(Document section):
--- start ---

When the correction occurred you have to get out early (in the first three days). If you don't then you should look at the fundamentals and you will probably conclude as in this case that the stockmarket is reasonably priced and a crash will not happen. If you can conclude this and you have not sold after three days then you should hold on.

I know this is psychologically difficult. Even I mucked up one stock, GDR Goldstar, I sold half of them on the second day and as the gold price continued to fall sold the rest 7 days later. I knew in my head it was a mistake but I panicked as the gold price fell. The first sale was good. The second was bad as the price came back up somewhat.

Other stocks like Woodside are obviously good value and as I have big capital gains to pay and didn't agree with the market, I didn't even think about selling. 

I truly believe that the best way of trading is to look at a long term average for the stocks and understand why they are priced at the particular level at the time. The other rule is don't be the last to sell or buy. If you missed the buy or sell time, then don't chase it. The fundamentals are connected by an elastic band.

Oh, and another thing, these plans are basically ****e. We have had an unusual period over the last few years where volatility has been quite low. Conditions change and strategies that worked at one stage will not work in other times. You have to learn to adapt. I personally took the easy way out and invest with a more long term horizon. It works! If you have the time and commitment the short term stuff can works better but I like the way Soros approaches it. He makes an assumption, tests it, and buys on the facts. A sort of fundamental technical analysis and if I ever give up my day job I would like to follow his methods.  

Lew and Captain G, you are new and you have just been christened, you are now on the way to becoming seasoned investors. Congratulations!


----------



## lewstherin (16 June 2006)

Thanks dude.  Just wish it wasn't such a costly initiation to bearish downturns/corrections 

I absolutely agree with your comments regarding chasing buy/sells and have learnt that lesson the hard way.

--- end ---

(Entries):
--- start ---

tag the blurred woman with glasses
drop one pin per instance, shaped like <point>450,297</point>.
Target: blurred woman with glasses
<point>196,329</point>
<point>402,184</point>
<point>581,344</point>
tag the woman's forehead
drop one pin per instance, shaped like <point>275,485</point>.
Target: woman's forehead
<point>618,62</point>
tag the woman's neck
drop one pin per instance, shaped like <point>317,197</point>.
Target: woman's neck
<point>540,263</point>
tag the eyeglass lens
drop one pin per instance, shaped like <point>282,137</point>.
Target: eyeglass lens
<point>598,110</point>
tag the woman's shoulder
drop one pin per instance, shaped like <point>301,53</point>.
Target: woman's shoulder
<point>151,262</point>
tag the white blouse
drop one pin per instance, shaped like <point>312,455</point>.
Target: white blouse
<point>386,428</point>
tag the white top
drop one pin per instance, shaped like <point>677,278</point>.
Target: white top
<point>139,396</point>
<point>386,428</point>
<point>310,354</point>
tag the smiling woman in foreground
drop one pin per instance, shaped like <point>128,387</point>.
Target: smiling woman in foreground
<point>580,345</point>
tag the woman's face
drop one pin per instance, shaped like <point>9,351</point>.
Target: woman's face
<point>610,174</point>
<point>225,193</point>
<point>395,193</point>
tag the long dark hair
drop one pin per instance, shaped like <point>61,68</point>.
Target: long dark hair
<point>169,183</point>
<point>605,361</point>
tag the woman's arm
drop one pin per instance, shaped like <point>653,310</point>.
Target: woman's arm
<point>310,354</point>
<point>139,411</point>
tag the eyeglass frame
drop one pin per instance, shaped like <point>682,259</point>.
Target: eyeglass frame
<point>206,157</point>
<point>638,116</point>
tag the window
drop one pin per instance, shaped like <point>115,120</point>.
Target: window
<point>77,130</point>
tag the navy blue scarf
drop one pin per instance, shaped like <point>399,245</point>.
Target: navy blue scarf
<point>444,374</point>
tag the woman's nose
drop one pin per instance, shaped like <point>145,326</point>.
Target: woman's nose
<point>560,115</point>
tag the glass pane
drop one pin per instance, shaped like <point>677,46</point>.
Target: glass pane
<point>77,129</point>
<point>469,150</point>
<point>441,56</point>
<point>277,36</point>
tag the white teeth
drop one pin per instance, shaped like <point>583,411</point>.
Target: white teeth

--- end ---

(Set task): Swap "gold price" for "oil price" and write out the part of the post on riding out a market correction that begins at the words "I know this" and stops after "an elastic band.". These items have no connection to the post.

(Solved exercise):
I know this is psychologically difficult. Even I mucked up one stock, GDR Goldstar, I sold half of them on the second day and as the oil price continued to fall sold the rest 7 days later. I knew in my head it was a mistake but I panicked as the oil price fell. The first sale was good. The second was bad as the price came back up somewhat.

Other stocks like Woodside are obviously good value and as I have big capital gains to pay and didn't agree with the market, I didn't even think about selling. 

I truly believe that the best way of trading is to look at a long term average for the stocks and understand why they are priced at the particular level at the time. The other rule is don't be the last to sell or buy. If you missed the buy or sell time, then don't chase it. The fundamentals are connected by an elastic band.